What you will do:
Transcribe, word for word, every line from the one containing "Outline every instance of the butterfly." through the final line of the records, and omit the pictures.

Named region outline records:

* * *

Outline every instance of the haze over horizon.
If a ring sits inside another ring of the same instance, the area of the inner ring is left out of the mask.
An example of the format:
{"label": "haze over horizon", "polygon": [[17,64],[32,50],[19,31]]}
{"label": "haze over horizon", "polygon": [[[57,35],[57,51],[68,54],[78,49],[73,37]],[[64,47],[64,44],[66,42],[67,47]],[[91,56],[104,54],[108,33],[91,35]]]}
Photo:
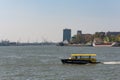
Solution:
{"label": "haze over horizon", "polygon": [[0,0],[0,40],[62,41],[63,29],[120,31],[120,0]]}

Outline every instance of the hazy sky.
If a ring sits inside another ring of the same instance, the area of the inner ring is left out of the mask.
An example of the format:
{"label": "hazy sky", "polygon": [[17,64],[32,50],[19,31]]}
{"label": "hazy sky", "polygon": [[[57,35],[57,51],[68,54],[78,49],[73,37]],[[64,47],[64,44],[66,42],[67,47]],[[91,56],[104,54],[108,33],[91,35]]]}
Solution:
{"label": "hazy sky", "polygon": [[120,31],[120,0],[0,0],[0,40],[57,42],[64,28]]}

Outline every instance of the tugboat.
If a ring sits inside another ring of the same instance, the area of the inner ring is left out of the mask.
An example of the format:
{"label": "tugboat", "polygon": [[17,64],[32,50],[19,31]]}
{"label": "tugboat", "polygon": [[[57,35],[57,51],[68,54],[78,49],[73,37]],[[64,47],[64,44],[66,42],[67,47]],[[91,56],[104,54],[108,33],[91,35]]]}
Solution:
{"label": "tugboat", "polygon": [[71,54],[68,59],[61,59],[63,64],[97,64],[96,54]]}

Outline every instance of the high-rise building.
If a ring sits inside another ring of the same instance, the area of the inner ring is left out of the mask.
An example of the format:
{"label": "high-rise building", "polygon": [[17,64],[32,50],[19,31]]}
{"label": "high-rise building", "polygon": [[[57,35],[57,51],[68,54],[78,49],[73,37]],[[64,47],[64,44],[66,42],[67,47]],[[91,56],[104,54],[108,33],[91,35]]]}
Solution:
{"label": "high-rise building", "polygon": [[67,40],[70,41],[71,39],[71,29],[64,29],[63,30],[63,41]]}

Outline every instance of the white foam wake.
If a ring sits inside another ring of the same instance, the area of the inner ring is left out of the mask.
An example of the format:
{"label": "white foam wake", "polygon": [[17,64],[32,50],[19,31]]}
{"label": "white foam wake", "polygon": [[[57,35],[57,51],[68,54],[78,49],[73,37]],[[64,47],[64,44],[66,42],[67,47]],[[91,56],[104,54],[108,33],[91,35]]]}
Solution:
{"label": "white foam wake", "polygon": [[103,62],[103,64],[120,64],[120,61]]}

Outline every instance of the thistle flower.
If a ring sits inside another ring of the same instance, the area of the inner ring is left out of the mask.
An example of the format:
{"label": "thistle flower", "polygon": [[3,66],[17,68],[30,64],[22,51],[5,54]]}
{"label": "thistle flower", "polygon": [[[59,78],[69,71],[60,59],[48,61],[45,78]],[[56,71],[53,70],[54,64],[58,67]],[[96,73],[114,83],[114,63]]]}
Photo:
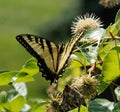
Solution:
{"label": "thistle flower", "polygon": [[100,0],[99,2],[104,7],[113,7],[120,3],[120,0]]}
{"label": "thistle flower", "polygon": [[75,18],[71,26],[71,32],[73,35],[84,32],[88,29],[96,29],[102,26],[100,18],[97,18],[94,14],[89,15],[88,13],[83,17]]}

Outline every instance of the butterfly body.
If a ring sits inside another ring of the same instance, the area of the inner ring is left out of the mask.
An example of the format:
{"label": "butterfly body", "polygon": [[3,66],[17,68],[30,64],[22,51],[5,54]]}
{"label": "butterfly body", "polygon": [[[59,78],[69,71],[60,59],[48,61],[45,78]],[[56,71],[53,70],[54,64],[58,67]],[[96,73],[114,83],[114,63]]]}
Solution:
{"label": "butterfly body", "polygon": [[31,34],[21,34],[16,36],[16,39],[37,59],[42,76],[53,83],[62,76],[79,37],[72,38],[66,45],[62,44],[61,46]]}

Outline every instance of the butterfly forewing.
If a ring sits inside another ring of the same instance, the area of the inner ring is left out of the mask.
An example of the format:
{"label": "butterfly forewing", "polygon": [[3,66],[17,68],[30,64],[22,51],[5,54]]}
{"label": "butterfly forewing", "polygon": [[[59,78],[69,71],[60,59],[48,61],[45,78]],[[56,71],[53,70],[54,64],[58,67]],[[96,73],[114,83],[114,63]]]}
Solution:
{"label": "butterfly forewing", "polygon": [[[27,51],[37,58],[41,71],[48,80],[50,74],[55,74],[57,68],[58,46],[39,36],[23,34],[18,35],[16,39],[27,49]],[[49,71],[48,71],[49,70]],[[55,77],[55,76],[52,76]]]}
{"label": "butterfly forewing", "polygon": [[65,46],[57,46],[53,42],[30,34],[18,35],[16,39],[36,57],[42,76],[52,83],[62,76],[73,47],[81,35],[82,33],[73,37]]}

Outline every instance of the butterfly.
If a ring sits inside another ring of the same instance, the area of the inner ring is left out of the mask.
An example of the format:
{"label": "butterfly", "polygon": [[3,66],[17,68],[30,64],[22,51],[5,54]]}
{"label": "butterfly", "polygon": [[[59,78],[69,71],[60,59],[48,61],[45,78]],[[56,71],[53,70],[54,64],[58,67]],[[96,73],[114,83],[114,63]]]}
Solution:
{"label": "butterfly", "polygon": [[39,71],[42,73],[42,77],[50,80],[52,84],[62,77],[73,48],[82,34],[80,33],[72,37],[66,45],[61,44],[60,46],[40,36],[31,34],[17,35],[16,39],[37,59],[37,65],[39,66]]}

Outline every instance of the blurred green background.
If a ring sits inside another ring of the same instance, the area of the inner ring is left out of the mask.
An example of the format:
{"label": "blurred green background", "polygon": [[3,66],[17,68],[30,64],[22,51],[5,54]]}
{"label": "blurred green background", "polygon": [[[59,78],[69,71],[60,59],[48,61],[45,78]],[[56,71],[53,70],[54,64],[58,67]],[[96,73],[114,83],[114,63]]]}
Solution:
{"label": "blurred green background", "polygon": [[[70,26],[76,16],[95,13],[107,27],[118,8],[105,9],[97,0],[1,0],[0,70],[19,70],[31,58],[16,35],[36,34],[60,43],[71,38]],[[40,75],[35,79],[27,83],[30,96],[45,93],[49,84]]]}

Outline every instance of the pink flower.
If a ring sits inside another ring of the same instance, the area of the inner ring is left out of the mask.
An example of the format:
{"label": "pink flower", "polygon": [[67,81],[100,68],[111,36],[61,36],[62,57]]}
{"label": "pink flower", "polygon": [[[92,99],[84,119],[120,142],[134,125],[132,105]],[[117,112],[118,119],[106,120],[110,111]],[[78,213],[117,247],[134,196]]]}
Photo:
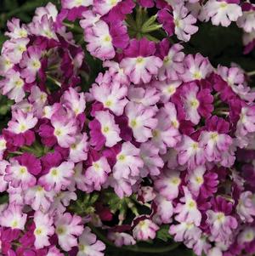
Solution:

* * *

Solution to this problem:
Outline every instance of the butterfly.
If a ring sits inside another ring of the same instance, the area of the inner ring is left out of the mask.
An example of the format:
{"label": "butterfly", "polygon": [[3,66],[17,68],[30,64],[22,51],[5,54]]}
{"label": "butterfly", "polygon": [[[59,78],[69,71],[60,59],[48,61],[45,78]],[[56,71],[53,70],[54,64],[58,67]],[[96,73],[114,83],[114,63]]]}
Solution:
{"label": "butterfly", "polygon": [[39,71],[42,73],[42,77],[50,80],[52,84],[62,77],[73,48],[82,34],[80,33],[72,37],[66,45],[61,44],[60,46],[40,36],[31,34],[17,35],[16,39],[37,59],[37,65],[39,66]]}

Outline every instance of the blurred green background.
If a ring sits inside another ring of the same instance, the area of the inner ring is left out of the mask.
An example of the format:
{"label": "blurred green background", "polygon": [[3,66],[17,68],[30,64],[22,51],[5,54]]}
{"label": "blurred green background", "polygon": [[[59,78],[69,71],[60,59],[48,61],[45,78]],[[56,71],[53,70],[54,64],[58,67]],[[96,73],[114,83],[114,63]]]}
Solution:
{"label": "blurred green background", "polygon": [[[70,26],[76,16],[95,13],[107,27],[118,8],[105,9],[97,0],[1,0],[0,70],[19,70],[31,58],[16,35],[36,34],[60,43],[71,38]],[[40,75],[35,79],[27,83],[30,96],[45,93],[49,84]]]}

Outline every instance of the pink flower.
If a ring sits inside another ring of the same instance, the area of the inner ring is left out of the mask.
An example of the format:
{"label": "pink flower", "polygon": [[67,81],[100,68],[111,36],[61,36],[62,57]]}
{"label": "pink flower", "polygon": [[[92,99],[84,119],[120,142],[134,125],[132,105]],[[117,112],[118,119],[106,120],[110,111]],[[78,213],[117,247],[134,196]]]}
Photo:
Solution:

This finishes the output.